» **Record excerpts**
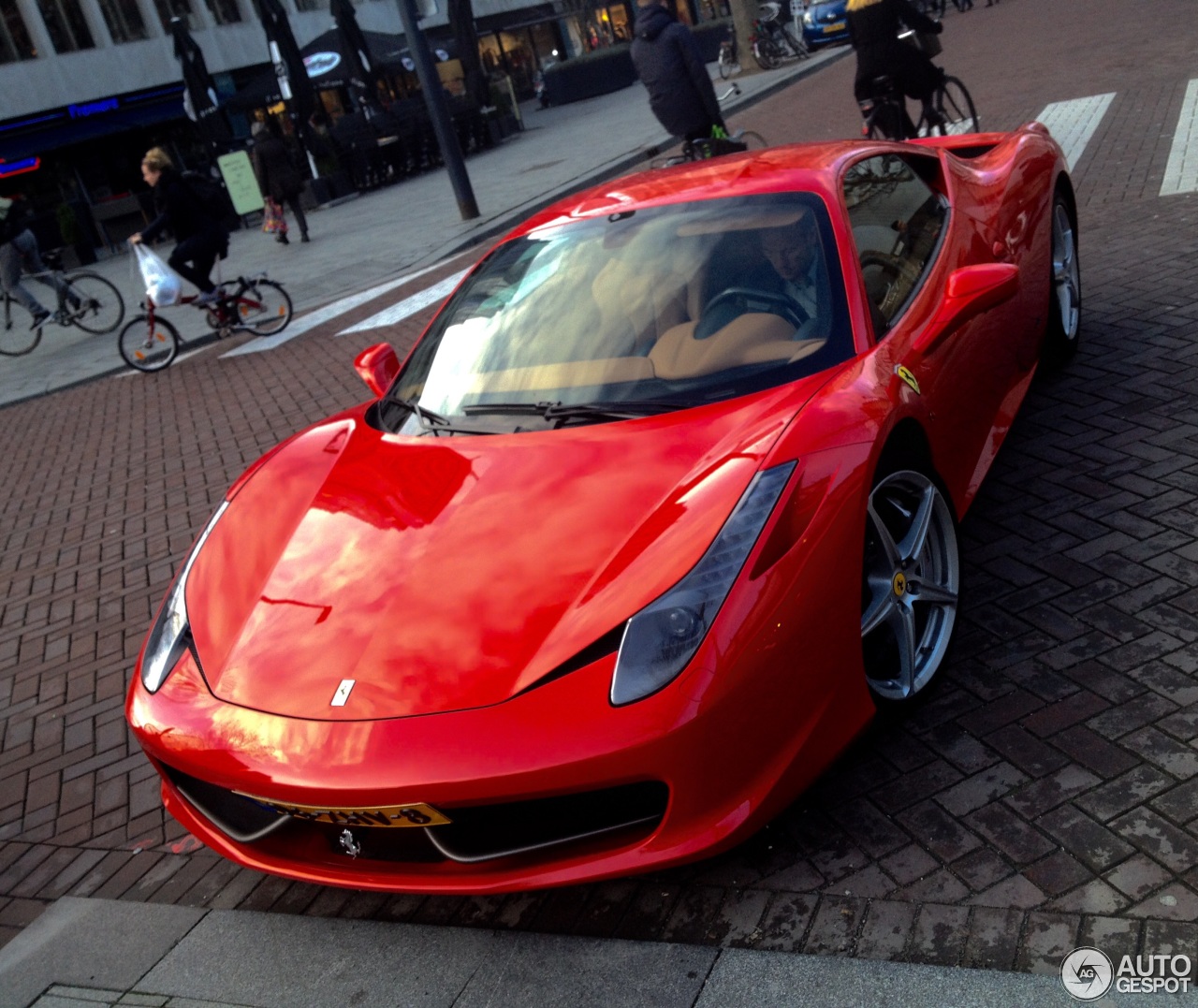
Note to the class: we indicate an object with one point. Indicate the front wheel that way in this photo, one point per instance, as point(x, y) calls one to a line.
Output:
point(955, 110)
point(1065, 290)
point(149, 348)
point(767, 54)
point(95, 304)
point(910, 586)
point(264, 308)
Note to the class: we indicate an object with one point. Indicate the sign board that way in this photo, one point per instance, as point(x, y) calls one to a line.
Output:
point(241, 183)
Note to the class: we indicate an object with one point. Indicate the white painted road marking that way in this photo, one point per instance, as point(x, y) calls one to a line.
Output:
point(1181, 171)
point(409, 306)
point(1074, 123)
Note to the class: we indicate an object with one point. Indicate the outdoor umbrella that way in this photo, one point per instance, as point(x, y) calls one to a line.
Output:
point(294, 84)
point(199, 90)
point(362, 68)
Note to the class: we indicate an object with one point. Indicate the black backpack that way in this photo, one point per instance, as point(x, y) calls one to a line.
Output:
point(211, 197)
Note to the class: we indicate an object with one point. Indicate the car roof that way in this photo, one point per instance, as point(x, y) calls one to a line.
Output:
point(811, 168)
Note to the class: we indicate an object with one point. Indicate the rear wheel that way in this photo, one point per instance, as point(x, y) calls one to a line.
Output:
point(1065, 290)
point(955, 110)
point(264, 308)
point(910, 586)
point(149, 348)
point(101, 307)
point(767, 54)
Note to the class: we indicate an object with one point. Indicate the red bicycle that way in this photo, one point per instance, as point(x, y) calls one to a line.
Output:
point(256, 304)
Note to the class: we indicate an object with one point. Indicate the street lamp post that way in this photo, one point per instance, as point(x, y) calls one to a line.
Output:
point(435, 99)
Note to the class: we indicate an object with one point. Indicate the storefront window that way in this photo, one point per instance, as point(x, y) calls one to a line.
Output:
point(168, 9)
point(66, 25)
point(15, 42)
point(225, 11)
point(124, 20)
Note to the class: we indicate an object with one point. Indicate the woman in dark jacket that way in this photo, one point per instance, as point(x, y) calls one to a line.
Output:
point(873, 26)
point(200, 239)
point(278, 176)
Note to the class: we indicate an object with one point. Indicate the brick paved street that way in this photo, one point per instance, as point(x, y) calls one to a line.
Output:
point(1046, 796)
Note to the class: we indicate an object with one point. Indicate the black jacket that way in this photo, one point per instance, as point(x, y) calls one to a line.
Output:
point(179, 210)
point(277, 173)
point(671, 67)
point(873, 28)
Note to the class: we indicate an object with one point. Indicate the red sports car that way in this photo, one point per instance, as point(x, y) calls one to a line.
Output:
point(657, 513)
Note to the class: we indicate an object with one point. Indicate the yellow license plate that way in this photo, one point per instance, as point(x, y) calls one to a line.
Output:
point(417, 814)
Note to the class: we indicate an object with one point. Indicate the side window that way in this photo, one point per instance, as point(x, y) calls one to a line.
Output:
point(898, 221)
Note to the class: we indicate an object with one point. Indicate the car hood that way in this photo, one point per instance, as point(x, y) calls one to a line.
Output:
point(447, 573)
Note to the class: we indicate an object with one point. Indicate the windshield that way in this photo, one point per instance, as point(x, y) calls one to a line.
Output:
point(640, 312)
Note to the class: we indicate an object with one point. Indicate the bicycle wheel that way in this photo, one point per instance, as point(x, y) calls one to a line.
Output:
point(145, 348)
point(101, 308)
point(955, 108)
point(767, 54)
point(264, 308)
point(17, 337)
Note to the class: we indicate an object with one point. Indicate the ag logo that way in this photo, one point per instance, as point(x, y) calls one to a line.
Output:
point(321, 63)
point(1087, 973)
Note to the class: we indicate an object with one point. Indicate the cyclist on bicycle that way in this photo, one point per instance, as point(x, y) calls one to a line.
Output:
point(873, 28)
point(200, 238)
point(671, 67)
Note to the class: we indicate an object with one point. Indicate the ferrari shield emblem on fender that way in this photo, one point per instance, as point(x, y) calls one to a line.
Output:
point(906, 375)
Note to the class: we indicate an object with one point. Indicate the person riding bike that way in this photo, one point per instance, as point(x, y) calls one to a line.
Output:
point(668, 63)
point(873, 28)
point(200, 238)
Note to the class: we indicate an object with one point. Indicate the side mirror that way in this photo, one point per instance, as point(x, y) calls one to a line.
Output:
point(377, 367)
point(970, 291)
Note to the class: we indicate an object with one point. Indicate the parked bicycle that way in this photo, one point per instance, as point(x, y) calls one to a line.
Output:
point(950, 110)
point(256, 304)
point(84, 299)
point(730, 56)
point(773, 42)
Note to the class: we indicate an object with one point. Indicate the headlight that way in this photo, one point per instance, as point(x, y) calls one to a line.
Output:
point(169, 635)
point(664, 636)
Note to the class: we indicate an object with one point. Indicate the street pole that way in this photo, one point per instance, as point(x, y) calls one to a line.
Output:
point(435, 99)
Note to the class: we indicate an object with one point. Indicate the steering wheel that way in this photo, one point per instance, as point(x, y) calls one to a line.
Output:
point(899, 277)
point(749, 299)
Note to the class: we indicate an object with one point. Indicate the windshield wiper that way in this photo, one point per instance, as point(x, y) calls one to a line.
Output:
point(563, 413)
point(432, 422)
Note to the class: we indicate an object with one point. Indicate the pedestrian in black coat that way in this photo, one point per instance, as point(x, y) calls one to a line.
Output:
point(278, 176)
point(671, 67)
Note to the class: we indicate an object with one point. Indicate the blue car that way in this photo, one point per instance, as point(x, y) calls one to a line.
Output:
point(825, 22)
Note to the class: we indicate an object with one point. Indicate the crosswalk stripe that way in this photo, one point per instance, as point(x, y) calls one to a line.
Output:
point(409, 306)
point(1074, 123)
point(1181, 171)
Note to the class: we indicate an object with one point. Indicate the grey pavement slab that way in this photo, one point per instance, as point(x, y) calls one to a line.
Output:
point(91, 943)
point(394, 230)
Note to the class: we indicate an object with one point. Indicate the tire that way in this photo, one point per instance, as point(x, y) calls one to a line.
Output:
point(149, 350)
point(17, 336)
point(102, 308)
point(911, 584)
point(1065, 286)
point(957, 110)
point(264, 308)
point(766, 52)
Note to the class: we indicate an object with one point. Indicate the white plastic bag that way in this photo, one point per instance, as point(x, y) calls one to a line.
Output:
point(163, 285)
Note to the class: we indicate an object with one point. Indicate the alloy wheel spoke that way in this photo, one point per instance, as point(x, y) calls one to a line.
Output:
point(912, 545)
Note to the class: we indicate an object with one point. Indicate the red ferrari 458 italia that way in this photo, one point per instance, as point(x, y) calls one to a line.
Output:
point(655, 515)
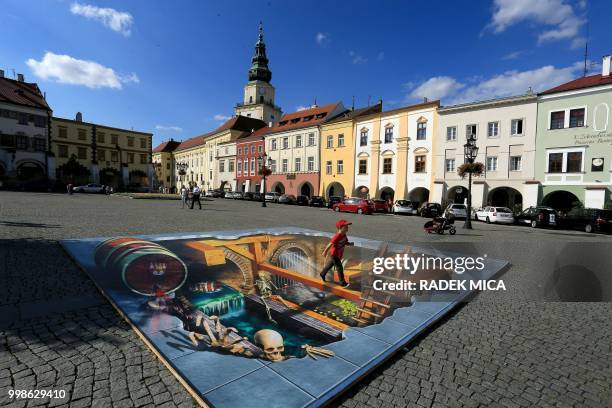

» **Problem details**
Give every entry again word for word; no images belong in the copy.

» **Answer**
Note to the class: we indicate an object with one point. Indicate the front wheel that way in this photo, one point per instance, as point(x, y) calls one to a line.
Output:
point(955, 110)
point(1065, 290)
point(149, 348)
point(767, 54)
point(95, 304)
point(910, 586)
point(264, 308)
Note to the class: we indicate an object with one point. Indicate the sign board that way in this photo, one point per instance, as point(x, y) calls one to a line.
Output:
point(241, 183)
Note to the class: we indicate an object with one point. Indicate the white painted road marking that way in this photo, one point per instance, as point(x, y) calls one to a line.
Output:
point(1181, 171)
point(409, 306)
point(1074, 123)
Note to the class: we indicate an object with one point. Indicate the outdoor umbrella that way in this photo, one point per instance, as point(x, y) calls one to a line.
Output:
point(294, 84)
point(199, 90)
point(362, 68)
Note to the class: we indicate an object with one point. Indicate the black backpack that way in this photo, one point per instance, as point(x, y) calls one to a line.
Output:
point(211, 197)
Note to the class: we indicate an object with one point. Indicate the car roof that way in this photo, one point per instance, as point(x, y) calls one to a line.
Output:
point(811, 168)
Note to the class: we indicate an object with one point. Indicate the rear wheel that way in this photo, one point per instance, as point(x, y) calls one to a line.
Output:
point(1065, 290)
point(955, 110)
point(264, 308)
point(910, 586)
point(149, 348)
point(101, 307)
point(767, 54)
Note to the class: we indicate an object with one point. Indicate the red bicycle that way in this photo, one point per instance, as point(x, y) calls one to a line.
Output:
point(256, 304)
Note to the class: we indicate an object with one point. Indicate the street lamp post that way in this photo, one point per instance, as point(x, y) calls one to a line.
Output:
point(435, 99)
Note to the class: we indicate an object with one point. Indicate the storefront window that way in this photo, one point per instance, as point(x, y) calls one to a line.
Output:
point(168, 9)
point(66, 25)
point(15, 42)
point(225, 11)
point(124, 20)
Note to the class: we indicate an object with one point. Indicate the woman in dark jacket that way in this photo, one point per instance, as point(x, y) calls one to a line.
Output:
point(873, 26)
point(200, 239)
point(278, 176)
Note to the class: we indicate an object with one point. Indicate the brick paved street that way in this photo, one point per instance, as point(x, y) calls one to a line.
Output:
point(1046, 796)
Note to the class: we indicate an object with one point. Indicate the black jacket that way in this photo, one point per instance, as point(x, y) calls one to a line.
Output:
point(179, 210)
point(277, 173)
point(671, 67)
point(873, 28)
Note to the class: we indicate an object with one point. Indicate the red sports car that way in this photo, one point per instance, as point(x, y) calls one to a line.
Output:
point(657, 513)
Note to the class: we indicate an object with one point. Indicate the yellow license plate that way in this photo, one point per instance, as point(x, y) calls one to a line.
Output:
point(417, 814)
Note to the class: we indicate an object with one point. Indicate the side window that way in this photo, one point per instance, as point(x, y) calls one to a line.
Output:
point(898, 221)
Note to the class: we indicate an object with one point. Indicate the car hood that way in this photo, one point per instance, as point(x, y) calls one to a line.
Output:
point(447, 573)
Note to the class: we indicate an object with one point. Indicate the windshield that way in this photo, one point per instance, as point(x, y) calls one to a line.
Output:
point(640, 312)
Note to the class: we indicate an object with one point. Indicate the bicycle wheel that way in this photo, one point per instance, as point(x, y) calls one to a line.
Output:
point(145, 348)
point(101, 308)
point(955, 108)
point(767, 54)
point(264, 308)
point(17, 337)
Note to the class: we indicate an object with one point. Indicate the ag logo that way in this photo, one point per instance, as point(x, y) calls one to a line.
Output:
point(321, 63)
point(1087, 973)
Note to the class: we indicate an object with one point. Indicate the cyclist on bicycle that way in this photo, one point per instance, as point(x, y) calls one to a line.
Output:
point(873, 28)
point(200, 238)
point(671, 67)
Note to the class: we indicate an object with one point. Indicate the ferrari shield emblem on fender that way in this photo, one point per instance, as point(x, y) calls one to a line.
Output:
point(906, 375)
Note to the class: we indicate an object with one point. Indicate the person riding bike that way in this photo, one point per instance, as point(x, y) calls one to a line.
Output:
point(668, 63)
point(873, 28)
point(200, 238)
Note to the class: we indicate an object with one point. Indicate the side mirror that way in this photo, one point per instance, as point(x, y) calls one to a line.
Output:
point(377, 367)
point(970, 291)
Note to the class: we indicate an object with one point. Indicate the parked bicycle that way in this photo, one point per instance, as point(x, y) calls one to a line.
Output:
point(950, 110)
point(256, 304)
point(84, 299)
point(730, 56)
point(773, 42)
Note to the class: we indicate an object with one point. Indicate the headlight that way in this photo, one point per instance, as point(x, y) calls one to a line.
Output:
point(169, 635)
point(664, 636)
Note to the class: we indicate an object with one point. Indicate the street pole that way in this photo, one point per instance, as point(x, y) calls one to a line.
Output:
point(435, 99)
Note to the class: we indicate an object with one point. Indicate the steering wheel that way in this photo, one point per instance, as point(x, y) calls one to a line.
Output:
point(899, 277)
point(749, 299)
Note to the class: we indicate an object with one point. Indicate the windshield wiper that way in this photo, one point per instance, as point(x, y) calls one to a line.
Output:
point(563, 413)
point(432, 422)
Note to the class: we indicate an object with one point. Indicate the pedestrian in black coat that way in this photo, one point per instance, as point(x, y) calls one to a line.
Output:
point(278, 176)
point(671, 67)
Note to the class: we indicate an object with one point. Indicate the blue car that way in this photo, one point per instance, as point(x, y) calls one to a line.
Output:
point(825, 22)
Note to the class: we indicate an object with one point. Indicate the crosswalk stripe that way in this photo, one point per instance, as point(x, y) calls one to a line.
Output:
point(409, 306)
point(1074, 123)
point(1181, 171)
Note to the class: we indicate an object with one point. Indicate the grey pavement slab that way in this photo, one point per instance, as point(x, y) calls one to a line.
Output:
point(91, 943)
point(394, 230)
Note to the class: we indicate an object with one point. Indicate the tire that way in this photo, one point per instance, as point(x, y) calls one to a line.
Output:
point(149, 350)
point(17, 336)
point(102, 308)
point(911, 584)
point(1065, 286)
point(957, 110)
point(264, 308)
point(766, 52)
Note to the class: we indicate an object with one point. Indicate the white plastic bag that way in this photo, one point per instance, as point(x, y) calls one to a line.
Output:
point(163, 285)
Note to the class: we indicate an object with one point. Indicate the alloy wheel spoke that way in this photo, one point per instance, as point(x, y) calls one to a line.
Output:
point(912, 545)
Note to the class: we indicate an object with one point. Indicate the red ferrari 458 italia that way in this photo, one point per instance, as point(x, y) calls one to a line.
Output:
point(655, 515)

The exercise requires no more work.